WRITTEN PROBLEM
Render the lines from the start of the entries through the line containing "M56 59L57 58L57", inclusive, as a JSON list of strings, one string per line, omitting blank lines.

Entries drawn from a collection:
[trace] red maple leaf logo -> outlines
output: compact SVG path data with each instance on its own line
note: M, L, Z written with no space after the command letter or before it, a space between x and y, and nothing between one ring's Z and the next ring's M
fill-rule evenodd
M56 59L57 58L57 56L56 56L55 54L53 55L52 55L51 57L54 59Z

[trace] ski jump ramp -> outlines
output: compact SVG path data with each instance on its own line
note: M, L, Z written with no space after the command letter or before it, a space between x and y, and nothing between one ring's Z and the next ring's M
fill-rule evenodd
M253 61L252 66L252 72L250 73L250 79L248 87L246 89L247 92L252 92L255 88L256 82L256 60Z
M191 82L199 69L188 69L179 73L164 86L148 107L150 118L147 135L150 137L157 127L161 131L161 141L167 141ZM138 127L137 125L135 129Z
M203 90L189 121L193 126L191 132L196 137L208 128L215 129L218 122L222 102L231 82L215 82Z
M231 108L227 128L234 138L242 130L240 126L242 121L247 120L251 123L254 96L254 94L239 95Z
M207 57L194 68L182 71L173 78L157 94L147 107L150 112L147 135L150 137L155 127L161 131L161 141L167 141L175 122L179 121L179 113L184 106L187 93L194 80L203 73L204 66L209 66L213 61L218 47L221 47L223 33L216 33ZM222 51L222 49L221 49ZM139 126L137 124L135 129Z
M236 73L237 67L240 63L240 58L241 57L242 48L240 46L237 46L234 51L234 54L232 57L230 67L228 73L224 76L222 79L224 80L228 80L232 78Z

ANSWER TO THIS PROBLEM
[
  "[trace] red maple leaf logo -> outlines",
  "output: compact SVG path data with each instance on its own line",
  "note: M, L, Z written with no space after the command letter or before it, a space between x and y, and nothing between one ring's Z and the next ring's M",
  "fill-rule evenodd",
  "M56 59L57 58L57 56L56 56L55 54L53 55L52 55L51 57L54 59Z"
]